(Materials provided begins)
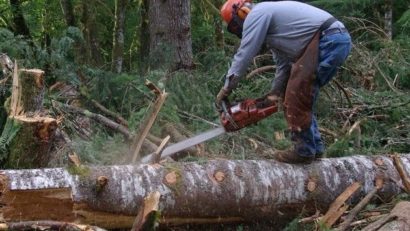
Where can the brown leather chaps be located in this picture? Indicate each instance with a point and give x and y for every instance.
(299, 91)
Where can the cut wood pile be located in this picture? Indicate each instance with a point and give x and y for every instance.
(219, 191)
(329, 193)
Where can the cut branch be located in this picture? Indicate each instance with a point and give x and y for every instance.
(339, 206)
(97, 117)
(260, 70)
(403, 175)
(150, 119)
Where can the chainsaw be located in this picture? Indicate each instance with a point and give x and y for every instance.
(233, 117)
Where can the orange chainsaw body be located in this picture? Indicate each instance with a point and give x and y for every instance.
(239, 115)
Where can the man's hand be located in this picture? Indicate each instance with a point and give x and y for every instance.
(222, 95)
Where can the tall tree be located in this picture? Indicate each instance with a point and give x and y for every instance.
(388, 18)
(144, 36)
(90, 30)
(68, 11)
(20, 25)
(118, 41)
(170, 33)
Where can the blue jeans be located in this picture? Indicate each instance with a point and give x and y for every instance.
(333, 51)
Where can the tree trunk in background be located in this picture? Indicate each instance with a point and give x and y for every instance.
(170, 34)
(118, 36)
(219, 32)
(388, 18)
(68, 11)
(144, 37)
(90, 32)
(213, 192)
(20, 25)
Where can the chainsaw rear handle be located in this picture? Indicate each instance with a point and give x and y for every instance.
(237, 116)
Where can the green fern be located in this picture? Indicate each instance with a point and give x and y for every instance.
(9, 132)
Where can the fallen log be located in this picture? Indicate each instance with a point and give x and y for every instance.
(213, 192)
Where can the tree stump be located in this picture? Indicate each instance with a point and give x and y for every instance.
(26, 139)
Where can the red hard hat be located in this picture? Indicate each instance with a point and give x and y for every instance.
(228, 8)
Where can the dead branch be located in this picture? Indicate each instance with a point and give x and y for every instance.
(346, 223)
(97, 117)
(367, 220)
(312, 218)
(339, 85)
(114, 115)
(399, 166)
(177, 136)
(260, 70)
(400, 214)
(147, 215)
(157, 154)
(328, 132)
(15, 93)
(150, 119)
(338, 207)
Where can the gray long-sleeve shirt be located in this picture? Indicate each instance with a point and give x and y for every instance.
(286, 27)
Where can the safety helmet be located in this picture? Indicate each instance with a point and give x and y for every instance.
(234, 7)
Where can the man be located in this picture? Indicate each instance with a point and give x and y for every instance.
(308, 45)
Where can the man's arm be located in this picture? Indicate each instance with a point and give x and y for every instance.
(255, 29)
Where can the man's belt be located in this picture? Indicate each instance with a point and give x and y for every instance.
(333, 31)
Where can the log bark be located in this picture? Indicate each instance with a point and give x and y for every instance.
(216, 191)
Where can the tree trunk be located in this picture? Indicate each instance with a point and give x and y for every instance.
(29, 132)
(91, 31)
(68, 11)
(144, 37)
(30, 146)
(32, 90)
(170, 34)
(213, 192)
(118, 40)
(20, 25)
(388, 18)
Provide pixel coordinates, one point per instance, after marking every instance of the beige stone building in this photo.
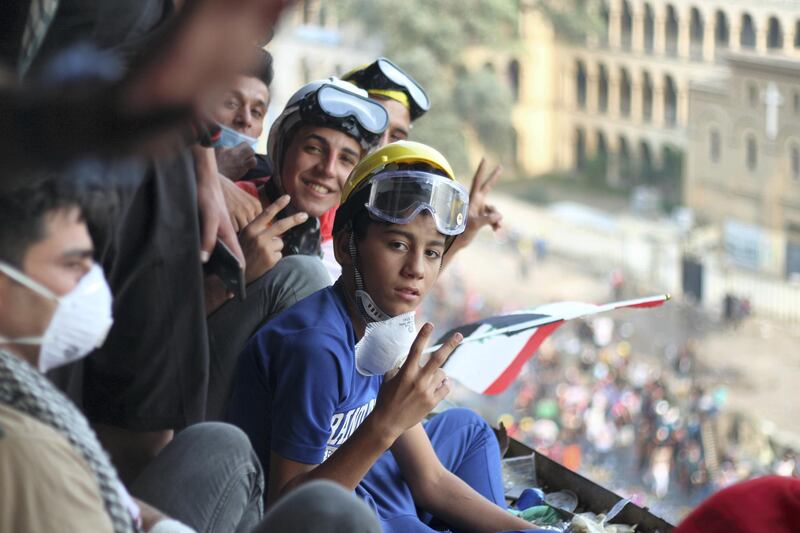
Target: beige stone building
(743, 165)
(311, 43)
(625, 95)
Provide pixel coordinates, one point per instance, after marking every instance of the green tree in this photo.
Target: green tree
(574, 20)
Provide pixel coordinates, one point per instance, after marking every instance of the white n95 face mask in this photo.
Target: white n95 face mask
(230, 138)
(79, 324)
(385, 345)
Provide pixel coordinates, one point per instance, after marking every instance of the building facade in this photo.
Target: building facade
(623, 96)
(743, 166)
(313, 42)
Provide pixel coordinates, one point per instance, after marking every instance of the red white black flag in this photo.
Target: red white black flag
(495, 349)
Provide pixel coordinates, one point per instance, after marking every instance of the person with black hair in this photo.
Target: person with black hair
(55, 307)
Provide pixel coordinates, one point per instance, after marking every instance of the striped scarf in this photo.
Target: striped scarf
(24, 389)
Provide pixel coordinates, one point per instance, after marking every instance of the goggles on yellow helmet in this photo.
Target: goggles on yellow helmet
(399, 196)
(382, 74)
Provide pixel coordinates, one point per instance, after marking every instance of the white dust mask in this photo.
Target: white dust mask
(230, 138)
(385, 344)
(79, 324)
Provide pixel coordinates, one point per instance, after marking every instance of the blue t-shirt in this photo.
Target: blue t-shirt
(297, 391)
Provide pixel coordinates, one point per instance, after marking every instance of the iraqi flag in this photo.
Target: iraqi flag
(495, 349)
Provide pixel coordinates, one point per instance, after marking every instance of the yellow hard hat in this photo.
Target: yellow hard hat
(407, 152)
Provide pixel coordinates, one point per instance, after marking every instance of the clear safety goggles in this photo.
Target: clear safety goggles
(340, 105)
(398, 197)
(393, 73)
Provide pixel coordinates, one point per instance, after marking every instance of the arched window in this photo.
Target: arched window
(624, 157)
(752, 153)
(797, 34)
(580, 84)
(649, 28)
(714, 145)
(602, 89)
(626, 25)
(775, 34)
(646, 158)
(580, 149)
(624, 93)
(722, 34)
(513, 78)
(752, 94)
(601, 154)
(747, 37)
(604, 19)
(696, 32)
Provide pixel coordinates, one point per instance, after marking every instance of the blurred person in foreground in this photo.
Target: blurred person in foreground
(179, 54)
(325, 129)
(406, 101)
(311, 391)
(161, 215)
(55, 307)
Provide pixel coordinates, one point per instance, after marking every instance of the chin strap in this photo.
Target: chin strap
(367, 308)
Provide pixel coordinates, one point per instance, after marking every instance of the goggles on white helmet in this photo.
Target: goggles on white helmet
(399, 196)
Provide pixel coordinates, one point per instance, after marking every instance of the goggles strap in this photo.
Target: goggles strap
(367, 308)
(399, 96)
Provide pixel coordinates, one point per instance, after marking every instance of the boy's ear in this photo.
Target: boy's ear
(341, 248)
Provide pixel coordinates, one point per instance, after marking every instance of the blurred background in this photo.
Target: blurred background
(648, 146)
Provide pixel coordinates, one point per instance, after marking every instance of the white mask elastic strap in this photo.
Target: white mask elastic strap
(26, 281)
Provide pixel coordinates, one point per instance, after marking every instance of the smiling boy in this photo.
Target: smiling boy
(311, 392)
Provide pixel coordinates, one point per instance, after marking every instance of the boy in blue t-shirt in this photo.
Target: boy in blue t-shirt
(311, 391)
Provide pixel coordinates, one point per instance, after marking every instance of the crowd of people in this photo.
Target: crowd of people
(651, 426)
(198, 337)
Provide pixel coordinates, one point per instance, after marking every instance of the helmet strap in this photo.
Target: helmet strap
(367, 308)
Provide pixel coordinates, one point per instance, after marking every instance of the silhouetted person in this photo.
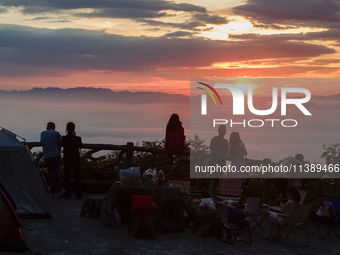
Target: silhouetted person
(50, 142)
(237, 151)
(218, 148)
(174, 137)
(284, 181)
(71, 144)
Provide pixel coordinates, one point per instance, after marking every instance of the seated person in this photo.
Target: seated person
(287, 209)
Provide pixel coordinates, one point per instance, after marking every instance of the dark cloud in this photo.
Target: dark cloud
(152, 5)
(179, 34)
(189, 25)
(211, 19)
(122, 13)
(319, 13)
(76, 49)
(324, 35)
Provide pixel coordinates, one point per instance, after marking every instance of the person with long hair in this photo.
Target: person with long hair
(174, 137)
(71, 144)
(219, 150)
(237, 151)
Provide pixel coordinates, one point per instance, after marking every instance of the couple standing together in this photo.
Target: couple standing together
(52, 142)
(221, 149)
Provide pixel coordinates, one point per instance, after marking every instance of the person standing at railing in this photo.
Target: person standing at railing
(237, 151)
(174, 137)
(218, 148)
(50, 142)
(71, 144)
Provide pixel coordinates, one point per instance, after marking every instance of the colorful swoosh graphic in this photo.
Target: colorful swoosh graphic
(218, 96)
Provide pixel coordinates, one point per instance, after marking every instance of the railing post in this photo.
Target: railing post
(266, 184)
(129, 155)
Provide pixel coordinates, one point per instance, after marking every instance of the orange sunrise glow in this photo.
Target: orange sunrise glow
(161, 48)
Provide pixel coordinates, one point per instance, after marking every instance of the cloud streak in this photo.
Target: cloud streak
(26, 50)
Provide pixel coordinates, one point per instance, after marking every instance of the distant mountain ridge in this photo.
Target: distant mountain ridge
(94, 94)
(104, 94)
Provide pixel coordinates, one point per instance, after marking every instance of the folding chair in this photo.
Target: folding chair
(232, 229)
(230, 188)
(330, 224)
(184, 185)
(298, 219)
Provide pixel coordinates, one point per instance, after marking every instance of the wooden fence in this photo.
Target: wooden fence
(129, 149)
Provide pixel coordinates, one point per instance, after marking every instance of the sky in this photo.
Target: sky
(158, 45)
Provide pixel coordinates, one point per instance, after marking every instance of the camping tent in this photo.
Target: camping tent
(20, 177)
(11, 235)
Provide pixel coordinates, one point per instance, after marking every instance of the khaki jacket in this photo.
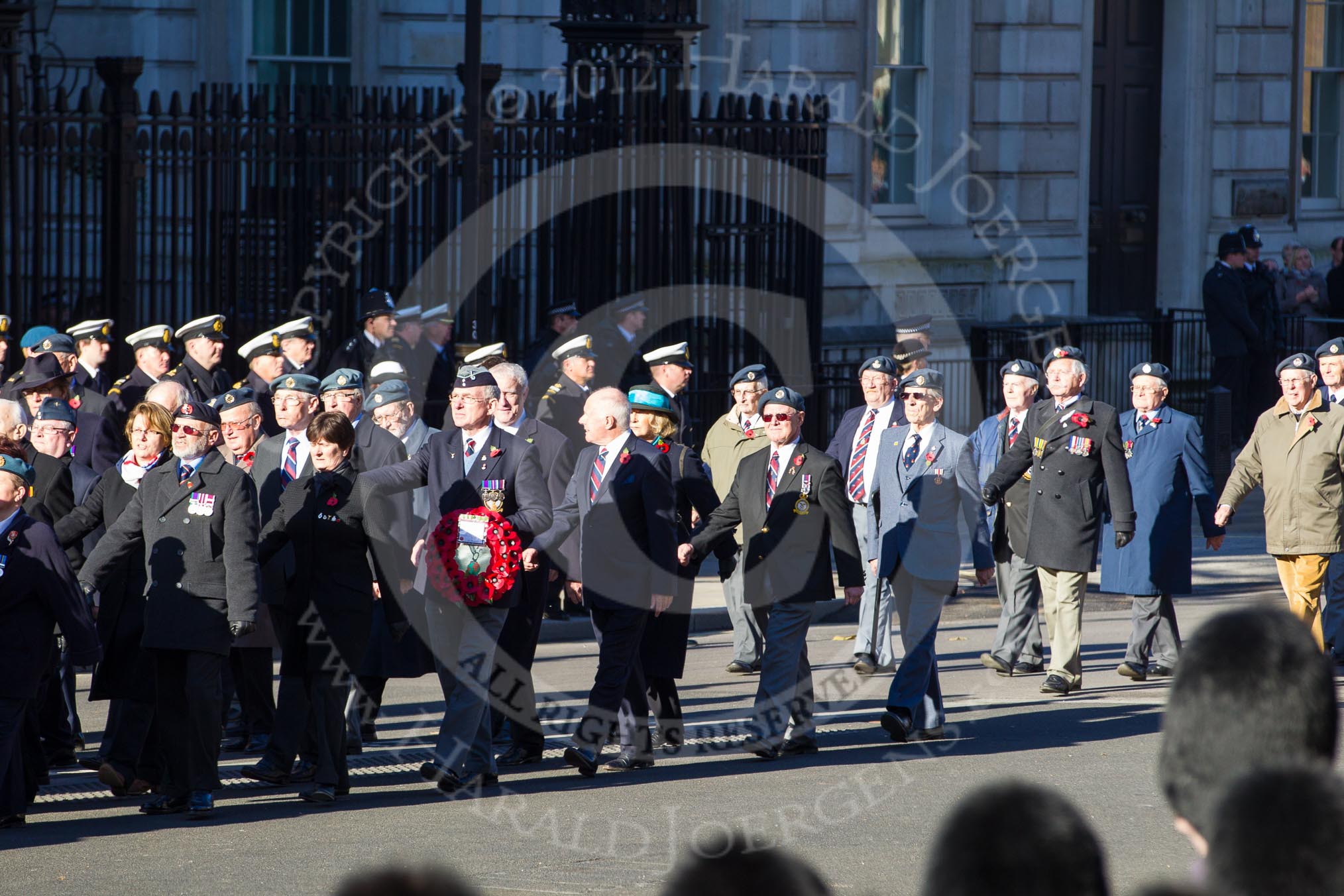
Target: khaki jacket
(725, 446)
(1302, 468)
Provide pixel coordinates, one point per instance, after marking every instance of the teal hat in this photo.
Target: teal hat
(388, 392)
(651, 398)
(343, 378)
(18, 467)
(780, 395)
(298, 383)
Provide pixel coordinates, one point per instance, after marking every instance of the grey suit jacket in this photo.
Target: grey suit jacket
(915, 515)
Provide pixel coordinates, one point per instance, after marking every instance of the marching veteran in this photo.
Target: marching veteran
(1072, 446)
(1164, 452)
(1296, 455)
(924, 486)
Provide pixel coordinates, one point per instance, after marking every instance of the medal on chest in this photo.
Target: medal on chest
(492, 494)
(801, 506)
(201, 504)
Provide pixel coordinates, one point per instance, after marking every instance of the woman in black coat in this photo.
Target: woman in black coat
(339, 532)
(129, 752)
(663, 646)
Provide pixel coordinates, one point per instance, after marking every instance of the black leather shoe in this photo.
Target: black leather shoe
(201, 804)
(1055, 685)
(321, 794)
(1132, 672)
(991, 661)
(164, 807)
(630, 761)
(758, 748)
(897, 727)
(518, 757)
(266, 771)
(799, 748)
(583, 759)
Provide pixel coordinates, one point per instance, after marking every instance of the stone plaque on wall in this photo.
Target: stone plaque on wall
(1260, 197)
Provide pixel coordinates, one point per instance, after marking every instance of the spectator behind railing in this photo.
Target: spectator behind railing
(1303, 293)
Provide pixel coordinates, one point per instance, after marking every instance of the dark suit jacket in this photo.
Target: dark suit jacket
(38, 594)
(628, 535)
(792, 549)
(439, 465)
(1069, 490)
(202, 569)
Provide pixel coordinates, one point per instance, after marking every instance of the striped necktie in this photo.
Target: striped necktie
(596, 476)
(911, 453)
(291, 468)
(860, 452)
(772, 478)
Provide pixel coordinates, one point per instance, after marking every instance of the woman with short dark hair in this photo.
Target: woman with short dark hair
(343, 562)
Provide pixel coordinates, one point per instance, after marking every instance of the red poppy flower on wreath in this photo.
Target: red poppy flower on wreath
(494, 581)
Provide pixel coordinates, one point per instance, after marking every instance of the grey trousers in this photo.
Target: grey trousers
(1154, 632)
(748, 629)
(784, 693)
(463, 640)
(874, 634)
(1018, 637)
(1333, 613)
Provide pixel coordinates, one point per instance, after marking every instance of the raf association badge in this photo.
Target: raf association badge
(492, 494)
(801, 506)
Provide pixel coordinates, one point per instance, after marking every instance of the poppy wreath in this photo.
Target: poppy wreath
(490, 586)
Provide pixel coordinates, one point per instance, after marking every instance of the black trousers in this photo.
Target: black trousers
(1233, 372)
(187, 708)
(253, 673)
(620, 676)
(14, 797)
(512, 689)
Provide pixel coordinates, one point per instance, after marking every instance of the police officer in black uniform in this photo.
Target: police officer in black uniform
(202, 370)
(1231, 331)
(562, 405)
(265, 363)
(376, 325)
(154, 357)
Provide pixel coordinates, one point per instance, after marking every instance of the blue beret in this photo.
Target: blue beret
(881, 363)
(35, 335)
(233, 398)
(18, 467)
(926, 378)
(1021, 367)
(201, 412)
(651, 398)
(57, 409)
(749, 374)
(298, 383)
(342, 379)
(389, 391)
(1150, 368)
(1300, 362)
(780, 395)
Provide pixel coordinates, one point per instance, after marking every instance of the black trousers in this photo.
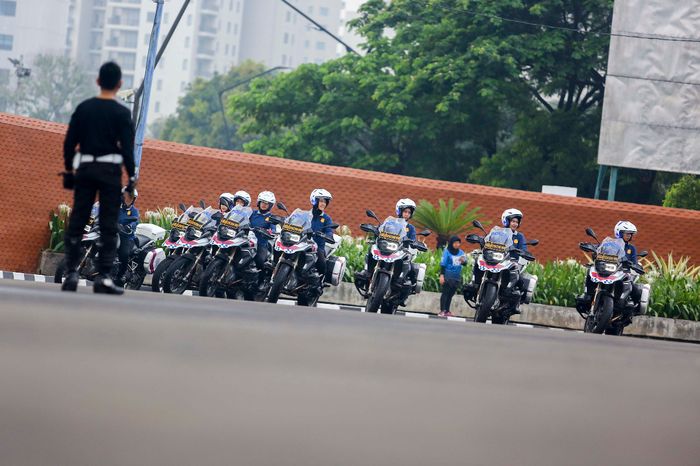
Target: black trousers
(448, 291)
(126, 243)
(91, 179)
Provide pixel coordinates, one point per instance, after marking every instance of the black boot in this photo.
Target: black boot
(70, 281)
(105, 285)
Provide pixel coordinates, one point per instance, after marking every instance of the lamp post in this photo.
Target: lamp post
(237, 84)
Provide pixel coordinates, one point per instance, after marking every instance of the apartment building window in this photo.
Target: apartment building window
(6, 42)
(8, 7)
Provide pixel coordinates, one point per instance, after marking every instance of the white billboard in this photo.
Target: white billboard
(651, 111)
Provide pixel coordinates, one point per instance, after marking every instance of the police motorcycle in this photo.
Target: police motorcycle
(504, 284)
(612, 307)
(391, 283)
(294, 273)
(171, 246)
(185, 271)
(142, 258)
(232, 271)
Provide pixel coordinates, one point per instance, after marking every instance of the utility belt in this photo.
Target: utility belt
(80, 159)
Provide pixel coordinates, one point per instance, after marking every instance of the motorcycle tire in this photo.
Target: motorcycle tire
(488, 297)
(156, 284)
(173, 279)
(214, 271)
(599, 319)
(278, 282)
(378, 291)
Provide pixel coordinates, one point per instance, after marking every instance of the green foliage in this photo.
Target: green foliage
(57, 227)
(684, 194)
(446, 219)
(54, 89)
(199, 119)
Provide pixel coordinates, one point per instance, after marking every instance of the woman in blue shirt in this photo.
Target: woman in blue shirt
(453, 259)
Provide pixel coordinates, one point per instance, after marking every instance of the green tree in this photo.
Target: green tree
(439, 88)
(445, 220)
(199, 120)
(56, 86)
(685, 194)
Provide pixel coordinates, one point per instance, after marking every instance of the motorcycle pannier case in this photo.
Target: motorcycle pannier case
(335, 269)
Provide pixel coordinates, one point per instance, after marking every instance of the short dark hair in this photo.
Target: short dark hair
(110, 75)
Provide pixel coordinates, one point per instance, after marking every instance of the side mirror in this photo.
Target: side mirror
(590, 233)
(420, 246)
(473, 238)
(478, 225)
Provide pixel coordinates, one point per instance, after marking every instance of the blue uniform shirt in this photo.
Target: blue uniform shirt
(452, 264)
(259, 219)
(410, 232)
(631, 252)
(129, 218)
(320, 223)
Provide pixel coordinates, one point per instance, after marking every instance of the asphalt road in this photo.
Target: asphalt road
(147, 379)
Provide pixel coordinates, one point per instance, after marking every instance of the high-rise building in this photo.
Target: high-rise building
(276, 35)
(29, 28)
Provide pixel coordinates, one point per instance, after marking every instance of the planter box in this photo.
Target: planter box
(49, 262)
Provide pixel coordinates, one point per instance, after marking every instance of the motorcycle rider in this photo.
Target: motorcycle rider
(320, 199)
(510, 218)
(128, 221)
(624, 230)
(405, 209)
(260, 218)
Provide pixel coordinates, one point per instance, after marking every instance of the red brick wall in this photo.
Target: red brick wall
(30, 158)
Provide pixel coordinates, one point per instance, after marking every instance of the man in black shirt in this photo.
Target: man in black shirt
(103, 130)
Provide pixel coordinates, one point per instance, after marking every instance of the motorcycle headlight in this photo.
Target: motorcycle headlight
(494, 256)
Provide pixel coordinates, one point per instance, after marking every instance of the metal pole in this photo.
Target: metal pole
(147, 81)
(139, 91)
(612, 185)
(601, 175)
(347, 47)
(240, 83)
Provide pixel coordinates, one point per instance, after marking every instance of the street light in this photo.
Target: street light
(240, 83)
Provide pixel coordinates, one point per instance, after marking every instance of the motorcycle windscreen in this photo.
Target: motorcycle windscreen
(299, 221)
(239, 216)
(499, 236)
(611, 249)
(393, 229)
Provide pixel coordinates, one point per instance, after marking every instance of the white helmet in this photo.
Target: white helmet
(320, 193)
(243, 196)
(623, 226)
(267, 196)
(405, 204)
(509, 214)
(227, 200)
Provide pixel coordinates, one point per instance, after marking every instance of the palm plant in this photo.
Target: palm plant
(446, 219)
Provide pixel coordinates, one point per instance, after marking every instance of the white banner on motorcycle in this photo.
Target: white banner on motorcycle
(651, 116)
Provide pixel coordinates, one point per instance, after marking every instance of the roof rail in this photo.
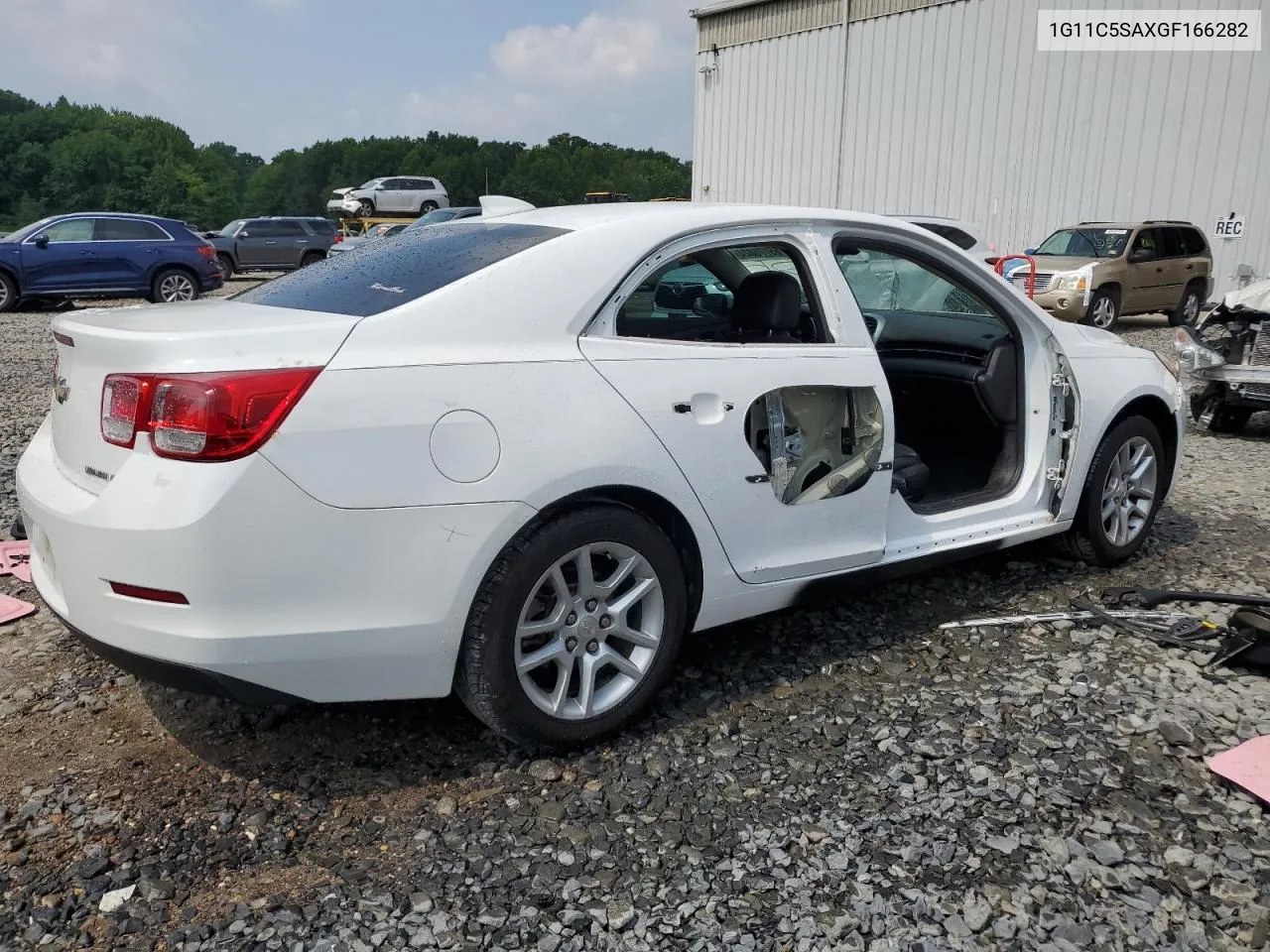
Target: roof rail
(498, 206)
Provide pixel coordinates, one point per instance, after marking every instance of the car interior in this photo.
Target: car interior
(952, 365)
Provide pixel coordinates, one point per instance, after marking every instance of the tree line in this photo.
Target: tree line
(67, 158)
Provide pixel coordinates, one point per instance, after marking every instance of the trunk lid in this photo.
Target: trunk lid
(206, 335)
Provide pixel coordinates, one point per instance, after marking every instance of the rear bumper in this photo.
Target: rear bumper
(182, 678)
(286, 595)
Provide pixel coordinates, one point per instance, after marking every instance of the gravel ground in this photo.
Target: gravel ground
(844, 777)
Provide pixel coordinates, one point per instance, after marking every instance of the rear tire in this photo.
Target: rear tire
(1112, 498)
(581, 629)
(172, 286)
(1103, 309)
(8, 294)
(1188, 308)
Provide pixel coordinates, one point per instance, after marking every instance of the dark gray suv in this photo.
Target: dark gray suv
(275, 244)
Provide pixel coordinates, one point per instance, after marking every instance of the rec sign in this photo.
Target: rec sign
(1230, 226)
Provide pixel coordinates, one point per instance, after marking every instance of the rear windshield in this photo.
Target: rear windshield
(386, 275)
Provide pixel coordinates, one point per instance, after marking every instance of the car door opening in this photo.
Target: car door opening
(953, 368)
(Materials provided ends)
Above are the lines; repeat exactly the ones from the line containing "railing post in this photo." down to the line containing "streak in this photo.", both inclusive.

--- The answer ---
Provide pixel coordinates, one point per instance, after marking every instance of the railing post in this photo.
Target: railing post
(266, 184)
(129, 155)
Provide pixel coordinates, one point per instance, after marking every instance of the orange sunrise glow in this photo.
Target: orange sunrise glow
(161, 48)
Provide pixel coordinates, one point per instance, after marking every instance of the cloud streak in this photo.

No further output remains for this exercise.